What you need to do = Please convert each line of the listing below into a numbered list, leaving out any blank lines.

Material provided =
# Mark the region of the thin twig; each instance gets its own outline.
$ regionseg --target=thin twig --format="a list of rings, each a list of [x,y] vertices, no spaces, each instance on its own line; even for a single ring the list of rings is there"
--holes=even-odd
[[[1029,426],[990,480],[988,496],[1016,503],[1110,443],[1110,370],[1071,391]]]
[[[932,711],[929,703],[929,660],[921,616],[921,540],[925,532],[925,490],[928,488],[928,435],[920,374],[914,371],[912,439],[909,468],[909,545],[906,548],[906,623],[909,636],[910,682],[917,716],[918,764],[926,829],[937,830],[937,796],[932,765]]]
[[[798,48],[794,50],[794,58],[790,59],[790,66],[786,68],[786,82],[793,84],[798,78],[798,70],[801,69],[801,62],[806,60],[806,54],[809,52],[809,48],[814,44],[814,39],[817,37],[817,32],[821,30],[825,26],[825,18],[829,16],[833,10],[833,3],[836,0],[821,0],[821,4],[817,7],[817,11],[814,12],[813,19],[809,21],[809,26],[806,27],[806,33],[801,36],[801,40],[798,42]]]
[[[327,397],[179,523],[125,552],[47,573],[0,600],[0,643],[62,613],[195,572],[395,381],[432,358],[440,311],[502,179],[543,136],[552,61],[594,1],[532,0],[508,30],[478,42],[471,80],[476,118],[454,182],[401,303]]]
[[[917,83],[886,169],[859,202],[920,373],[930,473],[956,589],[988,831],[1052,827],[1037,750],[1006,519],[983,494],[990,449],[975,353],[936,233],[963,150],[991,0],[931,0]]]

Output of the exercise =
1. # Mark the region of the thin twig; each instance gets its own outline.
2. $ regionseg --target=thin twig --format="a list of rings, each a list of [x,y] vertices, no spaces, each instance on its own line; even for a single ring the list of rings is there"
3. --holes=even-odd
4. [[[1029,426],[990,480],[988,496],[1016,503],[1110,443],[1110,370],[1071,391]]]
5. [[[932,711],[929,703],[929,660],[921,616],[921,540],[925,532],[925,490],[928,488],[928,435],[920,374],[914,371],[912,439],[909,468],[909,545],[906,548],[906,623],[909,636],[910,682],[917,716],[918,764],[926,829],[937,830],[937,796],[932,765]]]
6. [[[798,48],[794,50],[794,58],[790,59],[790,66],[786,68],[786,82],[793,84],[798,78],[798,70],[801,69],[801,62],[806,60],[806,54],[809,52],[809,48],[814,44],[814,39],[817,37],[817,32],[821,30],[825,26],[825,18],[829,16],[833,10],[833,3],[836,0],[821,0],[821,4],[817,7],[817,11],[814,12],[813,19],[809,21],[809,26],[806,27],[806,33],[801,36],[801,40],[798,42]]]
7. [[[327,397],[179,523],[125,552],[47,573],[0,600],[0,643],[62,613],[195,572],[395,381],[432,358],[440,311],[502,179],[543,136],[552,61],[594,1],[532,0],[508,30],[478,42],[471,80],[476,118],[454,182],[401,303]]]
8. [[[917,83],[886,169],[859,202],[920,373],[930,473],[956,589],[988,831],[1052,827],[1037,750],[1006,519],[983,494],[990,449],[975,353],[936,233],[963,150],[991,0],[931,0]]]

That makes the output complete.